# DATA PROVIDED
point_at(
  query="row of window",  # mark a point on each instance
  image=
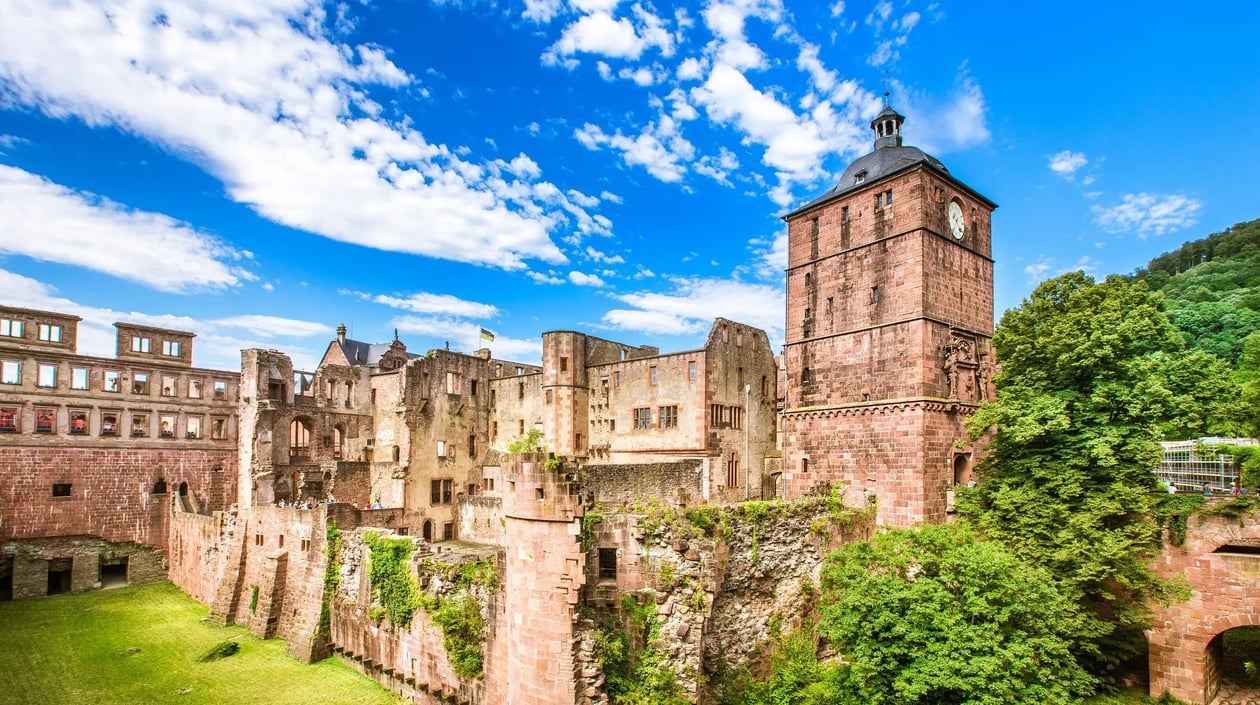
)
(136, 424)
(169, 348)
(48, 374)
(47, 332)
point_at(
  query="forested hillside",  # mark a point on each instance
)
(1214, 290)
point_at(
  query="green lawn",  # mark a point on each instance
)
(140, 645)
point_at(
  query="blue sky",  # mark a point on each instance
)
(260, 170)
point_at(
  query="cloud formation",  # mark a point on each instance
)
(263, 97)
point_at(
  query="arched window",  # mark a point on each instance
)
(338, 442)
(299, 438)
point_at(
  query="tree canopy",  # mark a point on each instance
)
(934, 616)
(1091, 375)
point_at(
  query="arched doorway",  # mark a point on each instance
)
(1230, 666)
(962, 470)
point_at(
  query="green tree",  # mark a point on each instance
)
(934, 616)
(1082, 397)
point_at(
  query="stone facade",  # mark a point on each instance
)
(890, 312)
(100, 448)
(1220, 559)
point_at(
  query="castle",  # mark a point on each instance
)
(260, 491)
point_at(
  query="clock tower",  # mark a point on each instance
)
(890, 317)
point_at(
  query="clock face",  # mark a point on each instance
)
(955, 219)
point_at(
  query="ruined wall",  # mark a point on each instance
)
(717, 577)
(1226, 594)
(111, 491)
(621, 485)
(77, 564)
(411, 659)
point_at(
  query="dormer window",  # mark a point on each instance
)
(49, 332)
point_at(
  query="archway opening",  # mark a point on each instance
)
(1231, 666)
(962, 470)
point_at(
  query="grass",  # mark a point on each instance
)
(140, 645)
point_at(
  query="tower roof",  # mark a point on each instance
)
(888, 156)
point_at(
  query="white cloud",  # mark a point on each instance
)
(1067, 163)
(218, 340)
(1147, 214)
(693, 305)
(52, 223)
(262, 97)
(439, 304)
(596, 256)
(541, 10)
(585, 280)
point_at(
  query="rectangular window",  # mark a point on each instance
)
(669, 417)
(607, 564)
(9, 419)
(643, 418)
(441, 491)
(45, 421)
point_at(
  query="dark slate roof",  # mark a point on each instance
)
(877, 165)
(359, 353)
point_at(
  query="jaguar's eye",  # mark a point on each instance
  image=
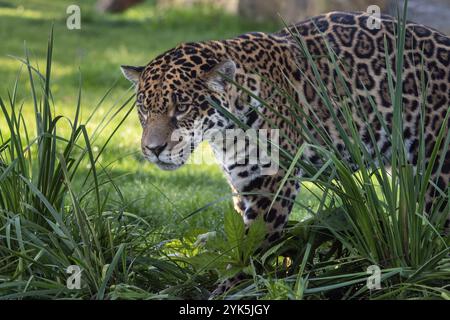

# EXERCISE DESCRIPTION
The number of lines above containing the word "tree" is all that should be returned.

# OUTPUT FOR THIS TASK
2